WHAT IS EXPECTED: Reproduce each line of the entries that carries "Locate".

MATERIAL TO PROCESS:
• • •

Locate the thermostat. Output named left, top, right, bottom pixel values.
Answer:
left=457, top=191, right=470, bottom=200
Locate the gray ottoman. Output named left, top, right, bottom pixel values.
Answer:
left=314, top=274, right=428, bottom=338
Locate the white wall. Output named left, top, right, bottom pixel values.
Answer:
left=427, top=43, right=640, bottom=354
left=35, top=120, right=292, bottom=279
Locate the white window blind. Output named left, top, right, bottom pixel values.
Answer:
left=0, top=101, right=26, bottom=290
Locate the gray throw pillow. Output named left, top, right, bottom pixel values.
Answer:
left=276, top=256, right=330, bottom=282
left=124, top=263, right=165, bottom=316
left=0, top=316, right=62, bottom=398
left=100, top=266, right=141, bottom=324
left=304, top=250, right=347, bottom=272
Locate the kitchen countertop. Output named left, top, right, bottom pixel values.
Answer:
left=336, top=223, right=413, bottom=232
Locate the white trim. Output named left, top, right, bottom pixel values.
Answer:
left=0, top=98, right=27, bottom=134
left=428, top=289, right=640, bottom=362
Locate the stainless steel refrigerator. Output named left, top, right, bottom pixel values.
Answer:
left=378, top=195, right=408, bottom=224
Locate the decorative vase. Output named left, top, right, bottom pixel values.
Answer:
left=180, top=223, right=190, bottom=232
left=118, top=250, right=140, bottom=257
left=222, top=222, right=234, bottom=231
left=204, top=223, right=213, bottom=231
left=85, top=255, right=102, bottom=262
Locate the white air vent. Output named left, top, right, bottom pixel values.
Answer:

• • •

RESPONSE FOR THIS EXERCISE:
Locate the thermostat. Output named left, top, right, bottom pixel values.
Locate the gray ottoman. Output named left, top, right, bottom pixel values.
Locate the white wall. Output named left, top, right, bottom pixel values.
Locate the white window blind. Output named left, top, right, bottom pixel values.
Locate the gray throw pillow. Output named left, top, right, bottom pixel values.
Locate the kitchen countertop. Output named left, top, right, bottom pixel values.
Locate the white trim. Output named left, top, right, bottom pixel values.
Locate the stainless steel refrigerator. Output named left, top, right, bottom pixel values.
Locate the decorative vase. Output named left, top, right, bottom pixel values.
Locate the white air vent. Output named left, top, right, bottom pixel values.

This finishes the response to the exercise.